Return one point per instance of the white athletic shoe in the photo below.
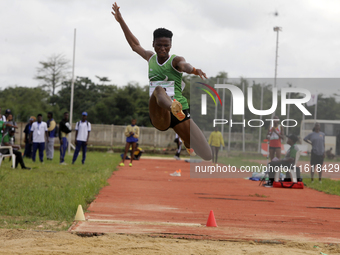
(191, 152)
(176, 173)
(176, 109)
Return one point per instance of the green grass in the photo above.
(51, 192)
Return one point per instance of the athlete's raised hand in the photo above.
(199, 72)
(116, 12)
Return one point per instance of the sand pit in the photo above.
(30, 242)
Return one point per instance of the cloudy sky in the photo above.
(217, 35)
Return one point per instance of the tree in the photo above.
(103, 79)
(53, 72)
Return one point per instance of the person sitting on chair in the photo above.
(329, 154)
(287, 162)
(6, 141)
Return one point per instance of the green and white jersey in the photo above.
(168, 77)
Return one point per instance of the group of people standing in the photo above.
(41, 135)
(316, 139)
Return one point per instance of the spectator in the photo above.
(132, 134)
(337, 149)
(329, 154)
(287, 162)
(6, 142)
(51, 129)
(28, 144)
(178, 141)
(83, 129)
(38, 133)
(317, 140)
(64, 130)
(2, 117)
(2, 126)
(274, 135)
(215, 142)
(138, 152)
(10, 122)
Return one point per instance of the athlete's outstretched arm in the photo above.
(131, 39)
(181, 65)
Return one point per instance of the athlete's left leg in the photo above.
(193, 137)
(133, 145)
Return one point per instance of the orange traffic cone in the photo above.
(211, 220)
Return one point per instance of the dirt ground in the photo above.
(39, 242)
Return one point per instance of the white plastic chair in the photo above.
(292, 170)
(8, 155)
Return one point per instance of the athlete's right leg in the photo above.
(216, 153)
(213, 153)
(126, 150)
(271, 153)
(159, 109)
(278, 153)
(193, 137)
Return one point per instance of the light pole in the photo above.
(277, 30)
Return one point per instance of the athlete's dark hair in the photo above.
(162, 32)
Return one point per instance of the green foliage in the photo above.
(52, 191)
(53, 72)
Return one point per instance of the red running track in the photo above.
(145, 199)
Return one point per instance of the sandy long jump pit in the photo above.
(145, 199)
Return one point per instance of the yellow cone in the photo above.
(80, 213)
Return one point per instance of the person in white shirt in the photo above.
(37, 137)
(83, 129)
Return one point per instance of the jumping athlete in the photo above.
(165, 75)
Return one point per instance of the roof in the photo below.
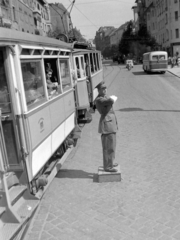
(9, 36)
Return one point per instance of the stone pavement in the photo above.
(145, 205)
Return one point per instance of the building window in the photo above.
(177, 32)
(14, 13)
(166, 18)
(176, 15)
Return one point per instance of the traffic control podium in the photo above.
(104, 176)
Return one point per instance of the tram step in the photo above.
(26, 208)
(11, 179)
(2, 210)
(16, 192)
(9, 231)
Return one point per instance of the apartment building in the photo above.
(102, 38)
(31, 16)
(163, 22)
(116, 35)
(60, 18)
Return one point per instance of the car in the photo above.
(129, 61)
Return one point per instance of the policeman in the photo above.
(107, 127)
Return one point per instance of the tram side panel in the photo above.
(50, 118)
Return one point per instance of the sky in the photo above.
(89, 15)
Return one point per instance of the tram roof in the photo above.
(11, 37)
(82, 51)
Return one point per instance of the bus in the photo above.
(44, 95)
(156, 61)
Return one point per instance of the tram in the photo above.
(46, 89)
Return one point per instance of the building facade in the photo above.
(116, 35)
(60, 18)
(102, 38)
(163, 22)
(31, 16)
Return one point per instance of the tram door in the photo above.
(8, 119)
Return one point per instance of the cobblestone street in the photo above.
(146, 203)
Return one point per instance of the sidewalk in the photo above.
(175, 70)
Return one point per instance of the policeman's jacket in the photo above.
(108, 121)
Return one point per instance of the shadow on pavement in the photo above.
(73, 173)
(140, 110)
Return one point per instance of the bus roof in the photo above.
(11, 37)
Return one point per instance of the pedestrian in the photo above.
(107, 127)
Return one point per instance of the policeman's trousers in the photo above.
(109, 148)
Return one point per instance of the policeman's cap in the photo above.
(101, 85)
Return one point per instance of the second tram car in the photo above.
(46, 88)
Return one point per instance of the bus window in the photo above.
(155, 57)
(65, 74)
(33, 82)
(83, 67)
(91, 62)
(4, 93)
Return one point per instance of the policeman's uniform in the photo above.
(107, 127)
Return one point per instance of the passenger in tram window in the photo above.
(51, 86)
(87, 67)
(78, 69)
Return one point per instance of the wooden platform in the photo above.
(109, 176)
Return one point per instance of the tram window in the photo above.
(65, 74)
(83, 67)
(53, 85)
(91, 62)
(155, 57)
(4, 93)
(87, 64)
(77, 68)
(161, 57)
(95, 64)
(33, 82)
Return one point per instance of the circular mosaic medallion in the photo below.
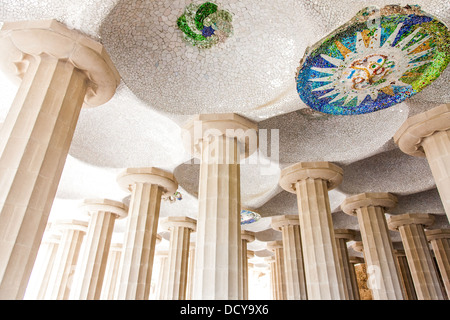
(205, 25)
(248, 216)
(378, 59)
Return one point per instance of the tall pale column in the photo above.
(353, 279)
(219, 141)
(61, 278)
(147, 186)
(49, 246)
(382, 268)
(342, 236)
(190, 279)
(59, 69)
(246, 237)
(88, 280)
(111, 272)
(279, 270)
(440, 243)
(423, 272)
(311, 182)
(177, 264)
(289, 226)
(428, 135)
(405, 273)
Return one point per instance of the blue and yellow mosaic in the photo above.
(378, 59)
(205, 25)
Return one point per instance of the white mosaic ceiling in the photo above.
(165, 81)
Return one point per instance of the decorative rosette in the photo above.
(248, 216)
(378, 59)
(204, 25)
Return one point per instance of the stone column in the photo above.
(342, 236)
(111, 272)
(191, 267)
(177, 264)
(88, 280)
(162, 276)
(353, 279)
(311, 182)
(428, 135)
(405, 273)
(49, 246)
(72, 234)
(246, 237)
(59, 69)
(440, 242)
(147, 186)
(382, 269)
(289, 226)
(219, 141)
(278, 265)
(418, 254)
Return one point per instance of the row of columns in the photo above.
(60, 70)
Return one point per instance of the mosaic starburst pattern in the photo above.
(205, 25)
(248, 216)
(378, 59)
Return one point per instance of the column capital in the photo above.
(151, 175)
(21, 39)
(315, 170)
(412, 132)
(248, 236)
(425, 219)
(347, 234)
(174, 221)
(230, 125)
(273, 245)
(435, 234)
(375, 199)
(107, 205)
(285, 220)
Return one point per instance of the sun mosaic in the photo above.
(378, 59)
(205, 25)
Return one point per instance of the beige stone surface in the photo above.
(149, 185)
(58, 69)
(90, 270)
(289, 226)
(428, 134)
(178, 257)
(67, 256)
(382, 268)
(311, 182)
(440, 243)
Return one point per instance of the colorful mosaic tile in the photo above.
(204, 25)
(378, 59)
(248, 216)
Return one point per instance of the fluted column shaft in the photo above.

**WHAT YOU NEED TO DO**
Print the material word for word; images are to be left out.

**FINISHED EXERCISE**
Return one point per instance of the white athletic shoe in the photo below.
(191, 152)
(176, 173)
(176, 109)
Return one point per instance of the green grass in the photo above.
(51, 192)
Return one point per instance of the athlete's raised hand in the photo above.
(199, 72)
(116, 12)
Return one point per instance of the sand pit in the photo above.
(30, 242)
Return one point per instance of the cloudy sky in the photo above.
(217, 35)
Return one point per instance of the tree in the photo above.
(103, 79)
(53, 72)
Return one point per instance of the person sitting on chair in the photo above.
(329, 154)
(287, 162)
(6, 141)
Return one point per instance of the green and white jersey in the photo above.
(168, 77)
Return one point per instance of the group of people standing in the photo above.
(41, 135)
(316, 139)
Return one point per instance of the spectator in the photo above.
(132, 134)
(337, 149)
(329, 154)
(287, 162)
(6, 142)
(51, 129)
(28, 144)
(178, 141)
(83, 129)
(38, 133)
(317, 140)
(64, 130)
(2, 117)
(2, 126)
(274, 135)
(215, 142)
(138, 152)
(10, 122)
Return one point per instance of the athlete's outstretched arm in the photo above.
(131, 39)
(181, 65)
Return one point per instance of the athlete's left leg in the photo above.
(193, 137)
(133, 145)
Return one point per instance of the orange traffic cone in the photo above.
(211, 220)
Return one point per instance of the dirt ground in the photo above.
(39, 242)
Return one point per instance of the white plastic chair in the photo above.
(292, 170)
(8, 155)
Return one point per instance of the athlete's right leg in the photo above.
(216, 153)
(213, 153)
(126, 150)
(271, 153)
(159, 109)
(278, 153)
(193, 137)
Return one point per instance of the light pole in the photo above.
(277, 30)
Return one point per instance of the athlete's dark hair in the photo above.
(162, 32)
Return one point per instance of the green foliage in the photo above.
(52, 191)
(53, 72)
Return one point per instance of the red running track in the photo above.
(145, 199)
Return one point per instance of the sandy long jump pit in the photo above.
(145, 199)
Return one point per instance of the yellow cone in the photo above.
(80, 213)
Return one point per instance of the person in white shirt in the photo above.
(37, 137)
(83, 129)
Return one point per instance of the jumping athlete in the photo above.
(165, 75)
Return one point per instance of the roof in the photo below.
(9, 36)
Return one point per instance of the stone pavement in the photo above.
(145, 205)
Return one point per instance of the building window in the photo above.
(177, 32)
(14, 13)
(166, 18)
(176, 15)
Return one point per instance of the traffic control podium in the photo above.
(104, 176)
Return one point per instance of the tram step in the photo above.
(26, 208)
(11, 179)
(2, 210)
(16, 192)
(9, 231)
Return one point per instance of the apartment building in the photo above.
(102, 38)
(31, 16)
(163, 22)
(116, 35)
(60, 18)
Return one point per instance of the car in the photo above.
(129, 61)
Return one point per instance of the policeman in the photo above.
(107, 127)
Return one point per instance of the tram side panel in the photo above.
(50, 118)
Return one point per instance of the sky in the photo above.
(89, 15)
Return one point per instance of the tram roof in the photo above.
(11, 37)
(82, 51)
Return one point per instance of the bus in the photo above.
(44, 95)
(156, 61)
Return one point per instance of the tram in the photo above.
(46, 89)
Return one point per instance of the building facade in the photo above.
(116, 35)
(60, 18)
(102, 38)
(163, 22)
(31, 16)
Return one point per instance of the tram door in the photo above.
(8, 119)
Return one point per instance of the cobblestone street in the photo above.
(146, 203)
Return one point per instance of the sidewalk in the photo above.
(175, 70)
Return one point per instance of the policeman's jacket in the photo above.
(108, 121)
Return one point per instance of the shadow on pavement in the photo above.
(73, 173)
(140, 110)
Return one point per instance of the bus roof in the photo above.
(11, 37)
Return one point per instance of the pedestrian in the photo above.
(107, 127)
Return one point per instance of the policeman's trousers in the photo above.
(109, 148)
Return one point per instance of the policeman's cap in the photo above.
(101, 85)
Return one point per instance of the second tram car in the photo above.
(46, 88)
Return one point per instance of the bus window in the photo above.
(155, 57)
(65, 74)
(33, 82)
(83, 67)
(91, 62)
(4, 93)
Return one point per instance of the policeman's uniform in the photo above.
(107, 127)
Return one point per instance of the passenger in tram window in the photo above.
(51, 86)
(87, 67)
(78, 69)
Return one point per instance of the wooden platform in the photo above.
(109, 176)
Return one point per instance of the tram window in the photo above.
(65, 74)
(83, 67)
(53, 85)
(91, 62)
(155, 57)
(4, 93)
(87, 64)
(77, 68)
(161, 57)
(95, 64)
(33, 82)
Return one point per instance of the circular mosaic medallion in the photo below.
(205, 25)
(248, 216)
(378, 59)
Return one point per instance of the tall pale column in the photo above.
(353, 279)
(219, 141)
(61, 278)
(147, 186)
(49, 246)
(382, 268)
(342, 236)
(190, 279)
(59, 69)
(246, 237)
(88, 280)
(111, 272)
(279, 270)
(440, 243)
(423, 272)
(311, 182)
(177, 264)
(289, 226)
(428, 135)
(405, 273)
Return one point per instance of the blue and yellow mosaic in the photo above.
(378, 59)
(205, 25)
Return one point per instance of the white mosaic ceiling in the photo above.
(165, 81)
Return one point per instance of the decorative rosette in the photo above.
(248, 216)
(378, 59)
(204, 25)
Return one point per instance of the stone column in the photo above.
(342, 236)
(111, 272)
(191, 267)
(177, 264)
(88, 280)
(162, 276)
(353, 279)
(311, 182)
(428, 135)
(405, 273)
(49, 246)
(72, 234)
(246, 237)
(59, 69)
(440, 242)
(147, 186)
(382, 269)
(289, 226)
(219, 141)
(278, 265)
(418, 254)
Return one point per instance of the row of columns in the photo above.
(60, 70)
Return one point per instance of the mosaic starburst pattern in the photo above.
(205, 25)
(248, 216)
(378, 59)
Return one point per instance of the column capital in the photo above.
(151, 175)
(21, 39)
(315, 170)
(412, 132)
(248, 236)
(425, 219)
(347, 234)
(174, 221)
(230, 125)
(273, 245)
(435, 234)
(375, 199)
(107, 205)
(285, 220)
Return one point per instance of the sun mosaic in the photo above.
(378, 59)
(205, 25)
Return one point per instance of the beige stone surface in the photo above.
(149, 185)
(58, 69)
(90, 270)
(289, 226)
(428, 134)
(178, 257)
(67, 256)
(382, 268)
(311, 182)
(440, 243)
Return one point per instance of the colorful mosaic tile in the photo above.
(204, 25)
(378, 59)
(248, 216)
Return one point per instance of the fluted column shaft in the photo above.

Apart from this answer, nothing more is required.